- EXCERTO

▬▬▬

Show do U2 em Milão, 2009.
É possível se falar na existência de alguma relação entre as missas show, as raves e as festas das torcidas? Ou entre uma procissão religiosa e os passeios aos shopping centers?
Essa nos parece ser uma discussão interessante a ser aprofundada. Mas, por enquanto, iremos apenas iniciá-la.
Pois bem. Ao imaginarmos sentimentos caros ao mundo religioso que poderiam ser detectados em grupos e ajuntamentos aparentemente distantes do sagrado, o filósofo contemporâneo Michel Maffesoli é uma referência obrigatória.
Para o filósofo francês, na pós-modernidade, há uma estruturação social a partir da expressão dos sentimentos e das paixões que se manifestam nos diversos encontros cotidianos, tais como as raves, as festas techno, missas shows, ajuntamentos futebolísticos e as procissões dominicais aos centros comerciais. Tudo isso alavancado pela tecnologia (as redes virtuais, e-mail, orkut etc) e por grandes eventos midiáticos.
Ora, no passado, o passeio principal das famílias, aos domingos, era aos templos religiosos (missas, cultos, etc). Talvez, por isso, Saramago chamou os shopping centers atuais de "templos pós-modernos". Um espaço onde se materializa perfeitamente o endeusamento do consumo (símbolo de nosso tempo) e a interação de muitos grupos, de uma forma meio difusa e diversificada.
Observem, por exemplo, num domingo à tarde o que acontece em frente a um shopping center: há uma espécie de procissão adentrando naquele espaço urbano, como outrora se fazia em relação às Igrejas (isso é uma mudança cultural importante, nos parece).
Outra questão interessante é percebermos, nos "encontros religiosos de massa", a intensa emotividade que reina nesses eventos, quase uma catarse grupal (falando-se numa linguagem psicanalítica).
Um "êxtase coletivo" numa intensidade que ultrapassa em muito a razão simples e a possibilidade de se tentar entendê-la de forma estritamente racional, ou mesmo de categorizá-la aos moldes convencionais. Por isso, para nossa discussão, importa olharmos para a força de coesão se realizando nesses "transes pós-modernos" (é algo mágico e diz muito da nossa cultura atual).

▬▬▬

- MATERIAL DE CONSULTA
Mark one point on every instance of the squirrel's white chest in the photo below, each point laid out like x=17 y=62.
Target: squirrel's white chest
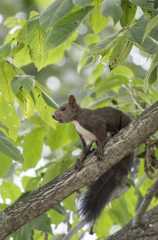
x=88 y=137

▬▬▬

- EXERCÍCIOS
**A.** Responda, com base no texto sobre os transes pós-modernos:
(i) Quem chamou os shopping centers atuais de "templos pós-modernos"?
(ii) Aonde as famílias faziam seu passeio principal aos domingos, no passado?
(iii) Segundo Maffesoli, o que alavanca os encontros cotidianos da pós-modernidade?
**B.** Escreva a continuação do texto sobre os transes pós-modernos a partir do ponto em que ele termina.
Os dados provêm de uma fonte diferente da do texto.

- RESPOSTAS
**A.**
(i) Saramago.
(ii) Aos templos religiosos (missas, cultos etc.).
(iii) A tecnologia (as redes virtuais, e-mail, orkut etc.) e os grandes eventos midiáticos.

**B.**
Claro, estamos falando de uma espécie de energia emotiva que congrega a massa, unindo-as, segundo um desejo de formar uma comunidade (de afetos e emoções mesmo que passageiras). Como é bom vibrar juntos num estádio de futebol, ou dançar em grupo numa rave ou reverenciar com a massa um cantor ou conjunto musical de nossa preferência. O mesmo diríamos de uma missa show...
Não estamos discutindo o fenômeno religioso em si, suas motivações e efeitos para cada um dos fiéis (isso é um ponto fundamental). É como se a distinção entre os eventos, na superfície, no concreto, se diluisse. Olhar para o fenômeno vida vivida pelo que acontece e não a partir de suposições e filosofias moralistas (do dever ser).
A ideia é tentar intuir um "sentimento de coletividade" (de "pertencer com os outros") em meio a esse tipo de efervescência grupal (musical, religiosa, futebolística), e todo um "vitalismo" dele emanado. Um "pertencer ao grupo" o qual sugere uma "saturação do indivíduo e do individualismo moderno".
Talvez a angústia do ficar só (inundado de um individualismo moderno) esteja estimulando essas aproximações em grupos, em tribos....
Nos interessa, portanto, tentar captar sensações de intensa emotividade em aglomerados profanos e sagrados. Por isso, talvez nem caiba mais fazer uma diferenciação tão estanque entre os termos sagrado e profano.
A separação corpo/espírito, bem/mal, céu/terra, por exemplo, está cedendo lugar a um mundo mais holístico, mas integrado. Mesmo a imperfeição da parte sombria enseja-se como elemento essencial à vida individual e coletiva (ex. a sombra de dionísio cantada por Maffesoli).
Quando falamos em parte sombria estamos abordando aspectos do nosso eu (individual e coletivo) que escondemos, como algo ruim (ex. a nossa incapacidade de nos contermos frente a determinadas situações, jogar para debaixo do tapete o que não seria bem vindo num ambiente mais austero).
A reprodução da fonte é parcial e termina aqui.